> _Source extract_
* START *
Retrofit_Efficiency	[0,1], Efficiency of the retrofit technology.

Table 5b: Settings-specific columns in all resource .csv file

Column Name	Description
ModelingToGenerateAlternatives = 1
MGA	Eligibility of the technology for Modeling To Generate Alternative (MGA) run.
	1 = Technology is available for the MGA run.
	0 = Technology is unavailable for the MGA run (e.g. storage technologies).
Resource_Type	For the MGA run, we categorize all the resources in a few resource types. We then find maximally different generation portfolio based on these resource types. For example, existing solar and new solar resources could be represented by a resource type names `Solar`. Categorization of resources into resource types is user dependent.
Maintenance data
MAINT	[0,1], toggles scheduled maintenance formulation.
Maintenance_Duration	(Positive integer, less than total length of simulation.) Duration of the maintenance period, in number of timesteps. Only used if `MAINT=1`.
Maintenance_Cycle_Length_Years	Length of scheduled maintenance cycle, in years. `1` is maintenance every year, `3` is every three years, etc. (Positive integer. Only used if `MAINT=1`.)
Maintenance_Begin_Cadence	Cadence of timesteps in which scheduled maintenance can begin. `1` means that a maintenance period can start in any timestep, `24` means it can start only in timesteps 1, 25, 49, etc. A larger number can decrease the simulation computational cost as it limits the optimizer's choices. (Positive integer, less than total length of simulation. Only used if `MAINT=1`.)
CO2-related parameters required if any resources have nonzero CO2CaptureFraction
CO2_Capture_Fraction	[0,1], The CO2 capture fraction of CCS-equipped power plants during steady state operation. This value should be 0 for generators without CCS.
CO2_Capture_Fraction_Startup	[0,1], The CO2 capture fraction of CCS-equipped power plants during the startup events. This value should be 0 for generators without CCS
Biomass	{0, 1}, Flag to indicate if generator uses biomass as feedstock (optional input column).
	Biomass = 0: Not part of set (default).
	Biomass = 1: Uses biomass as fuel.
CCS_Disposal_Cost_per_Metric_Ton	Cost associated with CCS disposal (/tCO2), including pipeline, injection and storage costs of CCS-equipped generators.

Table 6a: Additional columns in the Thermal.csv file

Column Name	Description
Model	{1, 2}, Flag to indicate membership in set of thermal resources (e.g. nuclear, combined heat and power, natural gas combined cycle, coal power plant)
* END *
> _Supplied records_
* START *
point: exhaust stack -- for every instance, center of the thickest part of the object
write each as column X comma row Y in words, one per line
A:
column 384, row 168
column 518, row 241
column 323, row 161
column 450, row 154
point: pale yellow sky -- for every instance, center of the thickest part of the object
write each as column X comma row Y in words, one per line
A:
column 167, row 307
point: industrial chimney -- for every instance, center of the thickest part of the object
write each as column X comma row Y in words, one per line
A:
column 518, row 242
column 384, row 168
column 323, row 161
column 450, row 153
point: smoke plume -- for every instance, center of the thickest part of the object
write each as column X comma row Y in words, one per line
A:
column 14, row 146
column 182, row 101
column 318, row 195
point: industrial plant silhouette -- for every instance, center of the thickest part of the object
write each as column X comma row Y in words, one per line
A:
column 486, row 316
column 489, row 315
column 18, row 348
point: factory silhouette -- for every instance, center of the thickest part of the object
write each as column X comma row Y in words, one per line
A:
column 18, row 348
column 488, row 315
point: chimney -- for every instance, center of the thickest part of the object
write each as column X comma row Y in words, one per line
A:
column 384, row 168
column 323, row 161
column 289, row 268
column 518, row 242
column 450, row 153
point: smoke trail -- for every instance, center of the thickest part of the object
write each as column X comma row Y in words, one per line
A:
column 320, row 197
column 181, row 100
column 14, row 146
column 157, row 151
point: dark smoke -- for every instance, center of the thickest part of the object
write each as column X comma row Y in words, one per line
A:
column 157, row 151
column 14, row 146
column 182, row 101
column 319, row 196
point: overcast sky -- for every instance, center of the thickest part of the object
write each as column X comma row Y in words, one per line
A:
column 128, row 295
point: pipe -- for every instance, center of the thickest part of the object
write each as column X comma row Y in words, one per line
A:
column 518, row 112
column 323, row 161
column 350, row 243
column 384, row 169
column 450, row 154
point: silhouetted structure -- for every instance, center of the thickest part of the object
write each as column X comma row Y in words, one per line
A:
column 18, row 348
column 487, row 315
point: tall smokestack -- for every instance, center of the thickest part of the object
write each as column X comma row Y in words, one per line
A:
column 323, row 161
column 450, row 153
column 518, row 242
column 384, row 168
* END *
* START *
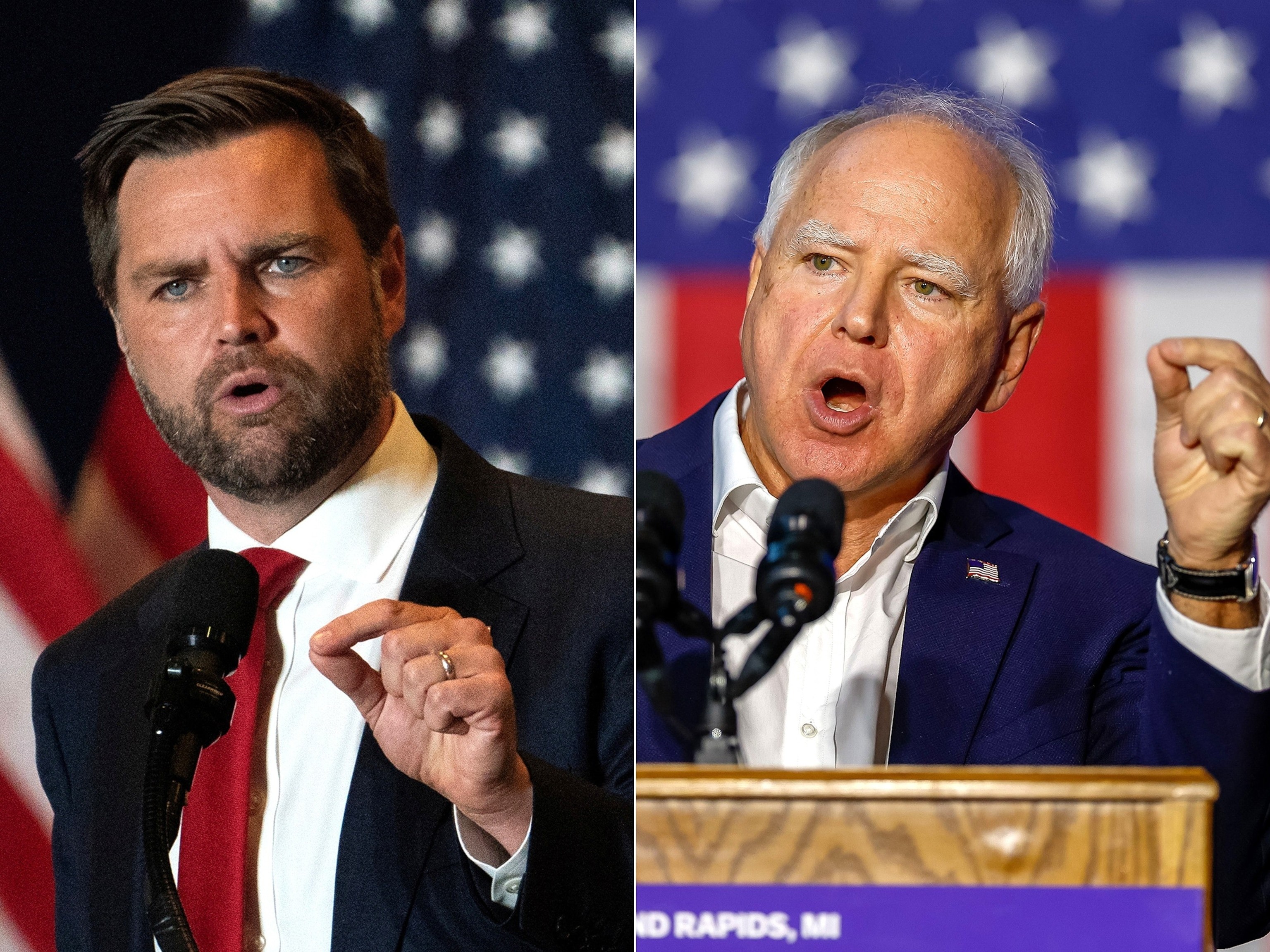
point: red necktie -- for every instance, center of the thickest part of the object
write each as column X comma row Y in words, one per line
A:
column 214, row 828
* END *
> _What you need to do_
A. In the resource column documentation, rewrite the entry beginning "Maintenance_Begin_Cadence" as a short bulleted list that keeps its main facts.
B. Turn everything in the records from the line that contains "point: red necktie" down to the line that contains "column 214, row 828" into a numbered list, leaving out blank lines.
The records have no connection to the column documentation above.

> _Answers to the tasks_
A.
- Maintenance_Begin_Cadence sets the cadence of timesteps in which scheduled maintenance can begin.
- A value of 1 lets a maintenance period start in any timestep. A value of 24 allows starts only in timesteps 1, 25, 49, etc.
- A larger number can decrease the simulation's computational cost because it limits the optimizer's choices.
- The value must be a positive integer less than the total length of the simulation. It is used only if MAINT=1.

B.
1. point: red necktie -- for every instance, center of the thickest part of the object
2. write each as column X comma row Y in words, one per line
3. A:
4. column 214, row 828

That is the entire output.